What is required:
List every line in the entries below that contains the string "Target", matching its capitalization exactly.

[Entries from a pointing dataset]
★ ★ ★ ★ ★

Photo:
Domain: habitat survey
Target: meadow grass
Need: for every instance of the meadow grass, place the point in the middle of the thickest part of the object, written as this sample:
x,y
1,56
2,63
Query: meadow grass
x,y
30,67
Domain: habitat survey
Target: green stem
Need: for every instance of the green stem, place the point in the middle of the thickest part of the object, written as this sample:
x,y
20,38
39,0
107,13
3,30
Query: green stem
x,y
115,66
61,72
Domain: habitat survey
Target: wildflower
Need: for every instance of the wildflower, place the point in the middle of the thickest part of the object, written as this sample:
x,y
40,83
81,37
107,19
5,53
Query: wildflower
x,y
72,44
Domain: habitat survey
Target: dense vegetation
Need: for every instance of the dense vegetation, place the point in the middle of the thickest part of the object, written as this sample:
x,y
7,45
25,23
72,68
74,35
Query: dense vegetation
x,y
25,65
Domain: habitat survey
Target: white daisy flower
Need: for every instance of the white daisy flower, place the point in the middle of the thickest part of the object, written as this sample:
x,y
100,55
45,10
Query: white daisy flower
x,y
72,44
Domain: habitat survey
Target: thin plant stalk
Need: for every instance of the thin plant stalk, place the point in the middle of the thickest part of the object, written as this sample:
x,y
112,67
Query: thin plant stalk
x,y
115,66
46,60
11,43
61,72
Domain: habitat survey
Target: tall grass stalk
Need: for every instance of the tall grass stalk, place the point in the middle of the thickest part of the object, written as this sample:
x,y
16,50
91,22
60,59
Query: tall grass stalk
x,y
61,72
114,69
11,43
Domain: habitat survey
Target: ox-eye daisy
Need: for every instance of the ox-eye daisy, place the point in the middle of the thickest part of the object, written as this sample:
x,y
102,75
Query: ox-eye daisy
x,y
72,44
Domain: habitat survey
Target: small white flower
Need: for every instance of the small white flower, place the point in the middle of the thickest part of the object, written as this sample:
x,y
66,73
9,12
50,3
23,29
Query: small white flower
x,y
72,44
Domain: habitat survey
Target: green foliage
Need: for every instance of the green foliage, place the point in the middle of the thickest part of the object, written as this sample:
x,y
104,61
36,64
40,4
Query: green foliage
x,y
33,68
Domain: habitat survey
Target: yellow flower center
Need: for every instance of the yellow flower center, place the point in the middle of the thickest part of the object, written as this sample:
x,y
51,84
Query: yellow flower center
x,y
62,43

★ ★ ★ ★ ★

Exercise output:
Target: meadow grass
Target: green stem
Target: wildflower
Target: dense vegetation
Target: white daisy flower
Target: thin plant stalk
Target: tall grass stalk
Target: ox-eye daisy
Target: small white flower
Target: green foliage
Target: yellow flower center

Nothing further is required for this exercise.